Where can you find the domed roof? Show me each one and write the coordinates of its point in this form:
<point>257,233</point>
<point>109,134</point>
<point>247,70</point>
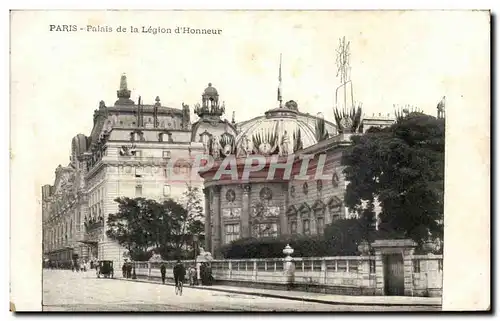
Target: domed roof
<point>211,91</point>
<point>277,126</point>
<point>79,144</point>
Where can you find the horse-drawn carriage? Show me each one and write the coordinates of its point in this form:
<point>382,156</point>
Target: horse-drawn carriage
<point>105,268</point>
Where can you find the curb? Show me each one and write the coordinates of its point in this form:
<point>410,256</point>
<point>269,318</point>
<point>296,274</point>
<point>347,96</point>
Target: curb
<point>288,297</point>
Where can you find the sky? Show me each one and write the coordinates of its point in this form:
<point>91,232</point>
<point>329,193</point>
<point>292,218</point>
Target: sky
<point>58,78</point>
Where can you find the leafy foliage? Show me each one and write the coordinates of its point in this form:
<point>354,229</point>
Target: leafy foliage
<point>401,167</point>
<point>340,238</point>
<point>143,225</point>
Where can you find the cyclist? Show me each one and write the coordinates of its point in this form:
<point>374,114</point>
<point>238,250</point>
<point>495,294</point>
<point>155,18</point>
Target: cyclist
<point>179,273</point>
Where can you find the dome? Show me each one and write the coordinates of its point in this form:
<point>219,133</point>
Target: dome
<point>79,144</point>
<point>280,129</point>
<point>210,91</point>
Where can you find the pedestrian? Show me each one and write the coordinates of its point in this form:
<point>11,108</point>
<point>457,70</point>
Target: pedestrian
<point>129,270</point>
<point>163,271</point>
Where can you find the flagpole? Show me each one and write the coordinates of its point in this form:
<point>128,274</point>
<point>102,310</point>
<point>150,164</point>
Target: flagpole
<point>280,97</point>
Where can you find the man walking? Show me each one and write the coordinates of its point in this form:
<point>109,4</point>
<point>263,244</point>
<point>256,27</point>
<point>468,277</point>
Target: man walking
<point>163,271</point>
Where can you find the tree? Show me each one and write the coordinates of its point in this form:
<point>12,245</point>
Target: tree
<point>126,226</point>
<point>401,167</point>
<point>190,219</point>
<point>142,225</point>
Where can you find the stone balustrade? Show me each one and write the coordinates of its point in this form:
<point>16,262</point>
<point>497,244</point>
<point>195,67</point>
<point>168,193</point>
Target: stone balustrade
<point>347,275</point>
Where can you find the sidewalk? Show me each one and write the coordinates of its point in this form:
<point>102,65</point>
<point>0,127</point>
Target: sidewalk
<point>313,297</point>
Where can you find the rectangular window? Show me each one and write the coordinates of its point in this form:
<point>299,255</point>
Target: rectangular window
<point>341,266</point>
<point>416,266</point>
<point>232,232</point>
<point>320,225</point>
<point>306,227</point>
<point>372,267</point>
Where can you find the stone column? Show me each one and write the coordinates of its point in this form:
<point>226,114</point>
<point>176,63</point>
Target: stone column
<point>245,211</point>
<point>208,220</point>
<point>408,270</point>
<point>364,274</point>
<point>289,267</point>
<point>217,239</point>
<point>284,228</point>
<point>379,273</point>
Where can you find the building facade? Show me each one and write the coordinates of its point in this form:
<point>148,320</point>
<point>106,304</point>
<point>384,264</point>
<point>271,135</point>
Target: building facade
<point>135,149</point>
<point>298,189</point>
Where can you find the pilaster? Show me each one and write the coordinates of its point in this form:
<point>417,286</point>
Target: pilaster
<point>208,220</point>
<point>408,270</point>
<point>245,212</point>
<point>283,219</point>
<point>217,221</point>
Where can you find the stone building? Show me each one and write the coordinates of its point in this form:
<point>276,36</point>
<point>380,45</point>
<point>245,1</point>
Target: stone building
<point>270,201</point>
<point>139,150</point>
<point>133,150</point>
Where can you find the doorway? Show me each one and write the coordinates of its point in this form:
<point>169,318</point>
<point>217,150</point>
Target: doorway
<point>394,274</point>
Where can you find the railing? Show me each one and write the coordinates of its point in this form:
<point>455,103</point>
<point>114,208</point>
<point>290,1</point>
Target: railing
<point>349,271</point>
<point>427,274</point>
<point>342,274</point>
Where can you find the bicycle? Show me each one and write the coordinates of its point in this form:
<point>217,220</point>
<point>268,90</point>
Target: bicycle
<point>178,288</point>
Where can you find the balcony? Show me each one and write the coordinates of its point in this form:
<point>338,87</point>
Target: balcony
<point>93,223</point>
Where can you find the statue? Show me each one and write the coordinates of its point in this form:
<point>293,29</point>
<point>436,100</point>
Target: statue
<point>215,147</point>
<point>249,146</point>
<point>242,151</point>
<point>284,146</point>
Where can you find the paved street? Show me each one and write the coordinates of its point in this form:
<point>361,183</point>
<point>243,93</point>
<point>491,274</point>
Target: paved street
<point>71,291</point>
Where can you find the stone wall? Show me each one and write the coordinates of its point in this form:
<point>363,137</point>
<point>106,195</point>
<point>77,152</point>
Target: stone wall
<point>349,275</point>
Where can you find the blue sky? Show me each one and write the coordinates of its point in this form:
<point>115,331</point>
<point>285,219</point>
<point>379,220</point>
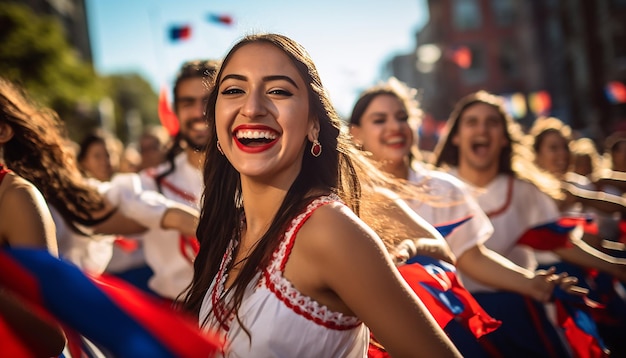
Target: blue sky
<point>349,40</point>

• _WHAT THIS TASK INVOLVES_
Taking the entries above, restate exactly those lines that fall between the line with "Target: leafy foliage" and the line with "<point>495,294</point>", keeping both of those lines too.

• _SOLUTION TO THE EXERCISE_
Target: leafy foliage
<point>401,167</point>
<point>340,238</point>
<point>143,225</point>
Where can you find the cyclist? Show me each one and write the coordinates of its point in this form:
<point>374,114</point>
<point>238,250</point>
<point>495,294</point>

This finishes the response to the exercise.